## Page extract:
The Knicks opened the month of January with consecutive wins over the Atlanta Hawks, Indiana Pacers and Charlotte Bobcats. After a tight 97-93 win over Larry Brown's club, the Knicks - with a 15-20 record - were tied for eighth spot in the Eastern Conference and a half game behind the seventh-place Bobcats. The Hawks were rolling towards Jamal Crawford's first-ever playoff game and the Pacers were on a collision course for Midwestern collegiate phenom Evan Turner.
Charlotte's Stephen Jackson reminded reporters that the Knicks hadn't snagged their playoff spot with the win whereas the Associated Press report of the game made certain to mention that the Knicks' win earned them a potentially important split of the season series.
A funny thing happened on the way to the playoffs, though. The wheels came off. The defensive intensity, or at least, defensive activity, that fueled the Knicks' December-into-January hot streak disappeared quicker than those the 2010 glasses in the windows of all the souvenir shops in midtown. By the third week of January both were gone.
The Knicks went on to outpace the Pacers in the race for the ping pong balls. Sort of. After all, the Knicks' lottery pick belongs to the Utah Jazz. The Bobcats never needed to worry about the season series with the Knickerbockers. On the bright side, Crawford has finally lost the ignominious distinction of being the longest-tenured player without a playoff minute.
In a deluge of losses, the 2009-2010 Knicks season concluded. 53 losses. 29 wins. Four players remaining under contract. Space for two max-contract players. Zero picks in the upcoming draft.
So much of sports is numbers and arithmetic. Point totals. Shooting percentages. Two beers per person per trip to the concession stand.
29 wins against 53 losses. Both are prime numbers. The have no factors save themselves and zero. In other words, there aren't a lot of ways to create those two integers. Just like there aren't a lot of ways to end up with a 29-53 record.
"Prime numbers are what is left when you have taken all the patterns away," Mark Haddon wrote in The Curious Incident of the Dog in the Night-time. "I think prime numbers are like life. They are very logical but you could never work out the rules, even if you spent all your time thinking about them."
True to Haddon's words about prime numbers, this just-wrapped Knicks season, with it's prime numbered wins and losses will never stop seeming logical, perhaps even inevitable. Yet, for me, it may also remain impossible to decipher or reduce to patterns or root causes.
Of course, the team was this bad this season. I mean, that was sort of the plan, I guess, as club president Donnie Walsh made getting under the salary cap heading into this July a higher priority than getting into the playoffs this June. Actually, it may not have been the "plan," but it was the accepted cost of future flexibility. And this was neither a secret nor the wrong thing to do.
When recalling the personnel moves of Isiah Thomas, the way that Lenny Wilkens was shuffled off to a coach's hospice even though he'd wrung a .500 record from this club, the Allan Houston Rule being used to waive Jerome Williams, Mike Sweetney's expanding waistline then 29-53 couldn't seem more matter of fact.

## Supplied information:
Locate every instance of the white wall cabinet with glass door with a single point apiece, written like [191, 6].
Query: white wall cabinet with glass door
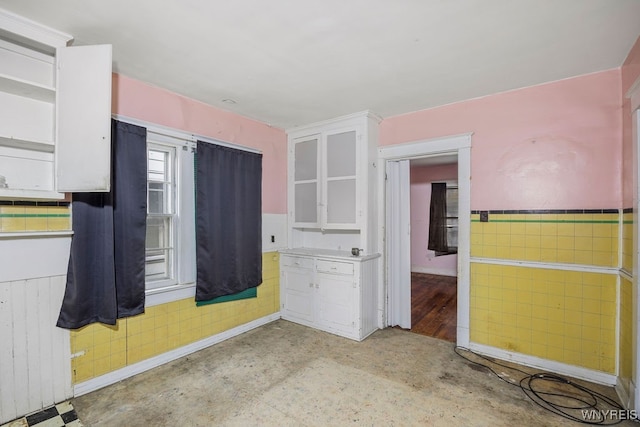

## Challenges:
1 > Answer these from the Knicks article:
(a) What was the final score of the Knicks' tight win over Larry Brown's club?
(b) Which team holds the Knicks' lottery pick?
(c) How many players remain under contract as the season concludes?
2 > Decide whether each statement agrees with the Knicks article, and support each yes or no with the deciding words quoted from it.
(a) The Knicks finished the season with 29 wins.
(b) The Knicks hold a pick in the upcoming draft.
(c) Donnie Walsh was the club's head coach.
3 > Please transcribe the stretch of the Knicks article from "Of course, the" through "thing to do.".

## Solutions by task:
1 >
(a) 97-93
(b) The Utah Jazz
(c) Four

2 >
(a) Yes: "53 losses. 29 wins."
(b) No: "Zero picks in the upcoming draft."
(c) No: "club president Donnie Walsh"

3 >
Of course, the team was this bad this season. I mean, that was sort of the plan, I guess, as club president Donnie Walsh made getting under the salary cap heading into this July a higher priority than getting into the playoffs this June. Actually, it may not have been the "plan," but it was the accepted cost of future flexibility. And this was neither a secret nor the wrong thing to do.